**ASSIGNMENT**:
Please write out the data below once more, exactly as it stands.

(Saved entries)

▶

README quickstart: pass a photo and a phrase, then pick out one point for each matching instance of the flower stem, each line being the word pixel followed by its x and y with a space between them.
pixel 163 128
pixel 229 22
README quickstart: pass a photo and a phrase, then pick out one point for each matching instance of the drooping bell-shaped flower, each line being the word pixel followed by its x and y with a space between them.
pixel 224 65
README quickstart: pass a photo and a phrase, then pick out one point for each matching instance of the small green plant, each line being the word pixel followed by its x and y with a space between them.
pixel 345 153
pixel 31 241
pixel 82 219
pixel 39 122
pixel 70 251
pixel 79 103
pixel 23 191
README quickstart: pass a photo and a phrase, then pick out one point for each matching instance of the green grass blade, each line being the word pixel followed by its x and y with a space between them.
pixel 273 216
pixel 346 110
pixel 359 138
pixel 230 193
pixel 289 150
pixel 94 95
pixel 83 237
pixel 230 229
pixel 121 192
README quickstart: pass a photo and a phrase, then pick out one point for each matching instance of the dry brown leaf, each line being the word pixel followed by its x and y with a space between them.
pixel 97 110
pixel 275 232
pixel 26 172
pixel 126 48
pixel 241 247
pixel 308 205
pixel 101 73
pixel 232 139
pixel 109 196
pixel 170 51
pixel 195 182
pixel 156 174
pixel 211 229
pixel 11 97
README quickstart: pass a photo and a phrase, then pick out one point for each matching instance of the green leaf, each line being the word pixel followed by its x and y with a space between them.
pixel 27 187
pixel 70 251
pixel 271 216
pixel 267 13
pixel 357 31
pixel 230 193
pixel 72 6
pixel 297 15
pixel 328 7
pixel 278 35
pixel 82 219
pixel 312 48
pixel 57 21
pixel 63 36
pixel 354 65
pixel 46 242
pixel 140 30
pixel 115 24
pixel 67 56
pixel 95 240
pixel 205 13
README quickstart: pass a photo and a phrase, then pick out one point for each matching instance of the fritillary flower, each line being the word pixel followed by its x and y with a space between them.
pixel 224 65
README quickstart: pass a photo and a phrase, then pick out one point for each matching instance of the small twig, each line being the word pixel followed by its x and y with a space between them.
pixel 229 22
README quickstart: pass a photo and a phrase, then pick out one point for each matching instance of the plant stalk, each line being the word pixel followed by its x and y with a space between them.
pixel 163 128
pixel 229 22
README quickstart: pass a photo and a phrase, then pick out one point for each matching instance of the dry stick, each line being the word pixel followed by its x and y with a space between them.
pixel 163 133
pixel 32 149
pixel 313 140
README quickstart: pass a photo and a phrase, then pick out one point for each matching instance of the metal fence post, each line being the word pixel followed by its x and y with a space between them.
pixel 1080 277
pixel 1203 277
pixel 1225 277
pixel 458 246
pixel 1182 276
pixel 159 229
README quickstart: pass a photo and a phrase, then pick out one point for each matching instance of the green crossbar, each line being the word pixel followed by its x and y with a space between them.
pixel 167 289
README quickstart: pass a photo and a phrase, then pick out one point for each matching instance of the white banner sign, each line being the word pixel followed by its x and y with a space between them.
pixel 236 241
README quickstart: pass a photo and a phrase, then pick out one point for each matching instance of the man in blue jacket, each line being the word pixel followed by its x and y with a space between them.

◀

**YOUR RESPONSE**:
README quickstart: pass a photo and a phrase, then pick out one point for each matching instance of the flower stem, each line being the word pixel followed by its x and y with a space between them.
pixel 163 128
pixel 229 22
README quickstart: pass a photo and a phrase, then pick out one point for each matching instance of the drooping bell-shaped flower, each line being the word pixel followed by its x and y with a space between them.
pixel 224 65
README quickstart: pass a photo and a phrase, then pick out one point for each matching instance of the small green plant, each line being the word pixel followed by its x and y with a space between them.
pixel 345 153
pixel 31 241
pixel 82 219
pixel 39 122
pixel 70 251
pixel 79 103
pixel 23 191
README quickstart: pass a photo and a phrase, then pick out one point for each matching instance of the green grass blade, each line being the word pixel followed by its x and y with a space between them.
pixel 273 216
pixel 346 110
pixel 359 138
pixel 230 193
pixel 289 150
pixel 94 95
pixel 83 237
pixel 230 229
pixel 121 192
README quickstart: pass a photo and a phrase, then pick out one point for each matching instance of the dry brown leaf, each line being the word pixel followed by its x and y with a space between them.
pixel 97 110
pixel 275 232
pixel 26 172
pixel 126 48
pixel 241 247
pixel 308 205
pixel 101 73
pixel 232 139
pixel 109 196
pixel 170 51
pixel 195 182
pixel 156 174
pixel 211 229
pixel 11 97
README quickstart: pass a photo and a phrase, then pick out one point for each matching instance of the green leaf, each line being the word pixel followed by its x and y with a space between them.
pixel 27 187
pixel 70 251
pixel 271 216
pixel 267 13
pixel 357 31
pixel 230 193
pixel 72 6
pixel 297 15
pixel 328 7
pixel 278 35
pixel 82 219
pixel 312 48
pixel 57 21
pixel 63 36
pixel 354 65
pixel 46 242
pixel 140 30
pixel 115 24
pixel 67 56
pixel 95 240
pixel 205 13
README quickstart: pass a photo and a phrase, then pick out one point for each matching instance of the fritillary flower, each line being the word pixel followed by its x and y with a space between them.
pixel 224 65
README quickstart: pass a photo and a phrase, then pick out one point for each matching instance of the small twig, each line being the word pixel followed by its x and y with a space between them.
pixel 229 22
README quickstart: pass a photo and a phrase, then pick out one point for each matching instance of the plant stalk, each line being the word pixel followed by its x and y with a space between them.
pixel 163 128
pixel 229 22
README quickstart: pass a photo and a phrase, then pick out one point for each matching instance of the dry stick, each line being the word pixel followed by its x and y with a space between them.
pixel 163 133
pixel 32 149
pixel 313 140
README quickstart: pass a photo and a phrase, then pick out one point for each matching instance of the metal fence post, each line being the word pixel followed by its x and y with a space between them.
pixel 1080 277
pixel 1203 277
pixel 1225 277
pixel 458 246
pixel 1182 276
pixel 159 229
README quickstart: pass a photo and a phrase, then pick out one point for each matching instance of the green crossbar, each line being the word pixel followed by its x and y with a space between them.
pixel 167 289
README quickstart: pass a photo and a phrase, then pick out one point for each matching instance of the white banner sign, each line being the word pixel followed by its x and y with a space between them.
pixel 236 241
README quickstart: pass a photo and a phrase, then pick out one point for each matching instance of the man in blue jacket, each line being the word pixel followed by its x and y with a space between them.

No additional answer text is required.